— EXERCISE INSTRUCTIONS —
Starting at the line that contains "Find every instance of the red shopping", copy each line through the final one exactly as written.

— SUPPLIED DATA —
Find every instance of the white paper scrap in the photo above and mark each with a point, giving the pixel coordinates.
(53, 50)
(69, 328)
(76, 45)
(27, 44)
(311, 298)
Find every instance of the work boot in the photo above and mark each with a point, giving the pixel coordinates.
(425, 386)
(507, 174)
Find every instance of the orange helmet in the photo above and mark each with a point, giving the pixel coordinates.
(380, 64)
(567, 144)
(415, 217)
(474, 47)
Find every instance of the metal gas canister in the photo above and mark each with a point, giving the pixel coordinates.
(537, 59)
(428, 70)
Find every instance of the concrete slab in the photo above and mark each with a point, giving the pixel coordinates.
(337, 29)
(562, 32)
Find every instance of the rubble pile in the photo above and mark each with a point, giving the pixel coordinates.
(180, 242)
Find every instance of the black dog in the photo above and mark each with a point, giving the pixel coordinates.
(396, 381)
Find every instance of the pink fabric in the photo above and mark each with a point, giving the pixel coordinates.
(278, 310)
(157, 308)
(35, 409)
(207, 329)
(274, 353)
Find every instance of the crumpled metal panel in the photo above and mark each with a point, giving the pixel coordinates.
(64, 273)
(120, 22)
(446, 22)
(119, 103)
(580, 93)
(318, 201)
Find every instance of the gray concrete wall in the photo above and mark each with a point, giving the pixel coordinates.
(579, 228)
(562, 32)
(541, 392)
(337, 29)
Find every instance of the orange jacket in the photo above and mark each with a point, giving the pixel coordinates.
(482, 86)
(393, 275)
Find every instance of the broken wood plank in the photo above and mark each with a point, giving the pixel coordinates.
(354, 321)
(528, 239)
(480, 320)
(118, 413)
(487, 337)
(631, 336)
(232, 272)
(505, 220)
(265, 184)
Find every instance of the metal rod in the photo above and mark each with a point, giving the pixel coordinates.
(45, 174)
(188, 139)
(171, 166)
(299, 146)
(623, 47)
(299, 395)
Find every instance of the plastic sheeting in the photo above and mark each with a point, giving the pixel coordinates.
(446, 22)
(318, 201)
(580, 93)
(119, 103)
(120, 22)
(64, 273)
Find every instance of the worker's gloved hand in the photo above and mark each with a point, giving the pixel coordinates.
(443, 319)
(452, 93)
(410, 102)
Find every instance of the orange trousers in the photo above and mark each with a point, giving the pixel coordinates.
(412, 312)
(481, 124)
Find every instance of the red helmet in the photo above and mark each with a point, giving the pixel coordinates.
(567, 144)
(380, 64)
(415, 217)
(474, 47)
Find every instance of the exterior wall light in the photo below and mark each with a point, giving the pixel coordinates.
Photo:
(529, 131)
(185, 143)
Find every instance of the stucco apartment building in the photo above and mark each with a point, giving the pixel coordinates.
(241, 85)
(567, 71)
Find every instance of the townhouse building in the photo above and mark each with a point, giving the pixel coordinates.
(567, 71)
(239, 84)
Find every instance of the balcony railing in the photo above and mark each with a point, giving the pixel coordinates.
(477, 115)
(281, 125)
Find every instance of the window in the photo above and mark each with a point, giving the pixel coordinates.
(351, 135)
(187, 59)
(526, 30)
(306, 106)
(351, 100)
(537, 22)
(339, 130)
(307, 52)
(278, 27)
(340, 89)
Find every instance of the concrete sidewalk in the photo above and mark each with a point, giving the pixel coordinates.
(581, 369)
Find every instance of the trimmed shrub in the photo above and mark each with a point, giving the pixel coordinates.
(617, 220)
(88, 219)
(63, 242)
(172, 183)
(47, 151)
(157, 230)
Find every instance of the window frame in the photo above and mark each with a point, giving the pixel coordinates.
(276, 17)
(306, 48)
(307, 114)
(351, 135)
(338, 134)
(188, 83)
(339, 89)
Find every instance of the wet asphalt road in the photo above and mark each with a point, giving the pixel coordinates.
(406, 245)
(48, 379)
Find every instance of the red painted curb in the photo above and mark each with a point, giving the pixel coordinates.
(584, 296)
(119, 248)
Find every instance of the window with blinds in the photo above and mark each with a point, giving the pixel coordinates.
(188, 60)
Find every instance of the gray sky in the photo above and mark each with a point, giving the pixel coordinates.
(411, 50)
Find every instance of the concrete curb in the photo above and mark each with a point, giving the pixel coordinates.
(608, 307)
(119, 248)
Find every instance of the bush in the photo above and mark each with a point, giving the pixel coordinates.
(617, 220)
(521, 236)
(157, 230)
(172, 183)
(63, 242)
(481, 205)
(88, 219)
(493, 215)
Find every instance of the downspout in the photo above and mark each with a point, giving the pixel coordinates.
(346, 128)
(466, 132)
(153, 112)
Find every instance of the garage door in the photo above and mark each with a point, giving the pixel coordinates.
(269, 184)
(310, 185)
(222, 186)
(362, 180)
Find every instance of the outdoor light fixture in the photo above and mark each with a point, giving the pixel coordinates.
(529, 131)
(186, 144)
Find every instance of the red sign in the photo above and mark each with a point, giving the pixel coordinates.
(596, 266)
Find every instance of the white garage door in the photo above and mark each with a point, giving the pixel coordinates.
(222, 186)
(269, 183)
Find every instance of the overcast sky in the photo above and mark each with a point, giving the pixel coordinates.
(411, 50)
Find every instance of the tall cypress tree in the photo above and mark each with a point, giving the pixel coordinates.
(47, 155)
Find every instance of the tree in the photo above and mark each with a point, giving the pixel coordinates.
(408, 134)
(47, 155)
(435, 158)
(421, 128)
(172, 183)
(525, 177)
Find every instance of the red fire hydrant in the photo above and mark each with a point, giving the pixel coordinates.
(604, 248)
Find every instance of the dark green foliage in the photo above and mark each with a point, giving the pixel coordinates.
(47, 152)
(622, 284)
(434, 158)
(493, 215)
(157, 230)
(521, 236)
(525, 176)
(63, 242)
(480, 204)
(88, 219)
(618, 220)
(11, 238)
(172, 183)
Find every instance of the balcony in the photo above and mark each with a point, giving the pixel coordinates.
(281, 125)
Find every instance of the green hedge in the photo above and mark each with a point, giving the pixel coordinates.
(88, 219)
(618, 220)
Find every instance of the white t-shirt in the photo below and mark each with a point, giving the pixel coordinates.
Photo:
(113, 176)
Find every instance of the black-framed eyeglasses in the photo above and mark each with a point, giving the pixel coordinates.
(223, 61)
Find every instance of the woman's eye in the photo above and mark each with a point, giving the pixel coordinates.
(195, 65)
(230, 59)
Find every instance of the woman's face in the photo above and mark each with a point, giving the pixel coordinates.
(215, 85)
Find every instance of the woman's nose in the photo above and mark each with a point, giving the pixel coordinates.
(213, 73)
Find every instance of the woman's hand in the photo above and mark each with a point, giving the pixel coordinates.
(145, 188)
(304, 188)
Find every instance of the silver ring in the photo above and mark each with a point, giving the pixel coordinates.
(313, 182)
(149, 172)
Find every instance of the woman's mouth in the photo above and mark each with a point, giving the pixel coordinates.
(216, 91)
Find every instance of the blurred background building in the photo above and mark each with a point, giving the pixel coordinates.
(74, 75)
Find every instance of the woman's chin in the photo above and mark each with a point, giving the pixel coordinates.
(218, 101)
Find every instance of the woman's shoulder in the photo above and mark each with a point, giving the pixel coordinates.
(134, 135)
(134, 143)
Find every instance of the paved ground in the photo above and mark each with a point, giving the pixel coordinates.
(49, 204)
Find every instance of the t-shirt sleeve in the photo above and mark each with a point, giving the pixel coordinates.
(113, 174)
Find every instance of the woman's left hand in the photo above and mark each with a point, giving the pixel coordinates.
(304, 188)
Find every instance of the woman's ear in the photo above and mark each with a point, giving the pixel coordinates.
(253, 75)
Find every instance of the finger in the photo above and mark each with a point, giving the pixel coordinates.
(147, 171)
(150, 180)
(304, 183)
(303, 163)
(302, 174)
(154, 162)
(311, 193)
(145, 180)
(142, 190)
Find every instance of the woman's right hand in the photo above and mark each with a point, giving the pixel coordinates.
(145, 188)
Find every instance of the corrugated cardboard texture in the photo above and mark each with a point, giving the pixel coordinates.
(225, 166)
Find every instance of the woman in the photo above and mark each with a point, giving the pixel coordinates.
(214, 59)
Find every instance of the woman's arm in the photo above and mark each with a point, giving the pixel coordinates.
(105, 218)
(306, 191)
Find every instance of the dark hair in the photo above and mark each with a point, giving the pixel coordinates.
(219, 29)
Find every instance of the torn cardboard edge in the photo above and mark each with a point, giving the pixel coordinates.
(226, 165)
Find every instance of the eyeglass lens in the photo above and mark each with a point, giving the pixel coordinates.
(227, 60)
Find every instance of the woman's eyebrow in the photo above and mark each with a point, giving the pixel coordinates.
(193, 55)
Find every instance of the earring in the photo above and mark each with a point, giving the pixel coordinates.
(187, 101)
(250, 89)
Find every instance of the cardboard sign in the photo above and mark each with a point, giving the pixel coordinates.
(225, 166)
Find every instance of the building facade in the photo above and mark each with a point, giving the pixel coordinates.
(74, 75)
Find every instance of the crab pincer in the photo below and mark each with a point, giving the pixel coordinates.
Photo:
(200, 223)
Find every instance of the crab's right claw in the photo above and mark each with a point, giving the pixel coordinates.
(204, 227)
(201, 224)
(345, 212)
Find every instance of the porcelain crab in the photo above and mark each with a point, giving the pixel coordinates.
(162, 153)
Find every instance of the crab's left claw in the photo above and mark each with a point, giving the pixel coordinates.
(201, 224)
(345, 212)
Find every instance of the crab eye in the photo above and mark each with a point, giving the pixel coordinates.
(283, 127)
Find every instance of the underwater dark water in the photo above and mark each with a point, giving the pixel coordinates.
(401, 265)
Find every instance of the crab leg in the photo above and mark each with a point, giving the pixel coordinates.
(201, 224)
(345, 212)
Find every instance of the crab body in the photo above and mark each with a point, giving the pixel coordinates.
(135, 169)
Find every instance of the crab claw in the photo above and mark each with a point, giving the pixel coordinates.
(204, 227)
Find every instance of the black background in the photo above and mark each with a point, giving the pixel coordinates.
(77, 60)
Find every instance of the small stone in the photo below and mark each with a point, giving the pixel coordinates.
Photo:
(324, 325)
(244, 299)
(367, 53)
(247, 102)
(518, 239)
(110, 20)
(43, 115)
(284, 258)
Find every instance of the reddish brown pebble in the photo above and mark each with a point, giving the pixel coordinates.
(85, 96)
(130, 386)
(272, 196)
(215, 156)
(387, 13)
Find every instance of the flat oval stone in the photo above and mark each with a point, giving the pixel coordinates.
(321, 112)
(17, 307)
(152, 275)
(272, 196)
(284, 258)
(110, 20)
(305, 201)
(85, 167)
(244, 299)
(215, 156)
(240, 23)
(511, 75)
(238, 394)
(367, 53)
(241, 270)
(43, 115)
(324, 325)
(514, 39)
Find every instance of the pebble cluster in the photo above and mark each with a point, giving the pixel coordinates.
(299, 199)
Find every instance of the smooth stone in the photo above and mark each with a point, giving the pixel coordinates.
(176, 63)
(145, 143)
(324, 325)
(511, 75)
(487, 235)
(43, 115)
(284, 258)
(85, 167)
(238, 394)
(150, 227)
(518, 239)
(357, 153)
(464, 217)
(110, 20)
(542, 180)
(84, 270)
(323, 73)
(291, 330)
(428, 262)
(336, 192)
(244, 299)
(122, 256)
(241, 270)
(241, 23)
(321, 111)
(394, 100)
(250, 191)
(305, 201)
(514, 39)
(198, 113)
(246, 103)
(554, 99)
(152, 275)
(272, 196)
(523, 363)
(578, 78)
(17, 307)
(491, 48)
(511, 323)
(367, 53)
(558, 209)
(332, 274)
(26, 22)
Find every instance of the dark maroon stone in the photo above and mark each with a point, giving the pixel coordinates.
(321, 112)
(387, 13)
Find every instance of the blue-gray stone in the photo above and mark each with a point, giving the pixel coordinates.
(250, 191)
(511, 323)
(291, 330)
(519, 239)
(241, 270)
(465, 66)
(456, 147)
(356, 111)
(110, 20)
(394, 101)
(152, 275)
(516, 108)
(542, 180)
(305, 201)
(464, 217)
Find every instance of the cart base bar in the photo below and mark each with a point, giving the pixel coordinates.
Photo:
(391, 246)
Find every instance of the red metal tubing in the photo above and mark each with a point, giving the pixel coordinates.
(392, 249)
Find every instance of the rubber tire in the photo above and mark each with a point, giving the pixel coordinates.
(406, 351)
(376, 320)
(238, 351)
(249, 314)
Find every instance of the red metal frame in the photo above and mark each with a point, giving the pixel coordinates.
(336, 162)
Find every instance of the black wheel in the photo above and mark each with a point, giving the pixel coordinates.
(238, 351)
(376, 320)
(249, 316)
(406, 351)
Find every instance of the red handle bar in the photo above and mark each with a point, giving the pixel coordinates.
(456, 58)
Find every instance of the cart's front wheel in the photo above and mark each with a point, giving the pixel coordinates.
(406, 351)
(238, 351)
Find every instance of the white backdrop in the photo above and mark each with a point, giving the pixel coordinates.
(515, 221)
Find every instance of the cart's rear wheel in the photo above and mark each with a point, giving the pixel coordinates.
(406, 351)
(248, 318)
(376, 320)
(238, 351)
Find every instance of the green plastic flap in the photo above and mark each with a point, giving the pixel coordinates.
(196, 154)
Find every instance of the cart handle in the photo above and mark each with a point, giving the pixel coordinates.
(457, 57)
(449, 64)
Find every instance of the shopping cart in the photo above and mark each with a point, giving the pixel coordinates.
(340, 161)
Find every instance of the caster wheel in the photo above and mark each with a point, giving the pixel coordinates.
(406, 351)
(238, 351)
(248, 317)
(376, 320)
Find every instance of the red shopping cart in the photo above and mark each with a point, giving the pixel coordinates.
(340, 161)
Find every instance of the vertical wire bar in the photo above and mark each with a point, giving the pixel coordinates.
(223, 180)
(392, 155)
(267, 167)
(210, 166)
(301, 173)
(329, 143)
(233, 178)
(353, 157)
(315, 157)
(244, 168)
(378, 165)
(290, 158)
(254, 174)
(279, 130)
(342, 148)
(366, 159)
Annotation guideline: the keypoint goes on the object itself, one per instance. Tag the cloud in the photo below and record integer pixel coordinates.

— REPLY TO THE TASK —
Find every instance of the red shopping cart in the photo above and mark each with a point, giving the pixel coordinates.
(340, 161)
Find every instance of the vertical wire bar in the photo above and mark each with a point, giving the pixel coordinates.
(223, 180)
(392, 155)
(267, 167)
(210, 166)
(301, 173)
(329, 143)
(233, 178)
(353, 157)
(315, 157)
(244, 168)
(378, 165)
(290, 158)
(254, 174)
(279, 130)
(342, 148)
(366, 159)
Annotation guideline: the keypoint goes on the object itself, one per instance. Tag the cloud in the photo below and record integer pixel coordinates.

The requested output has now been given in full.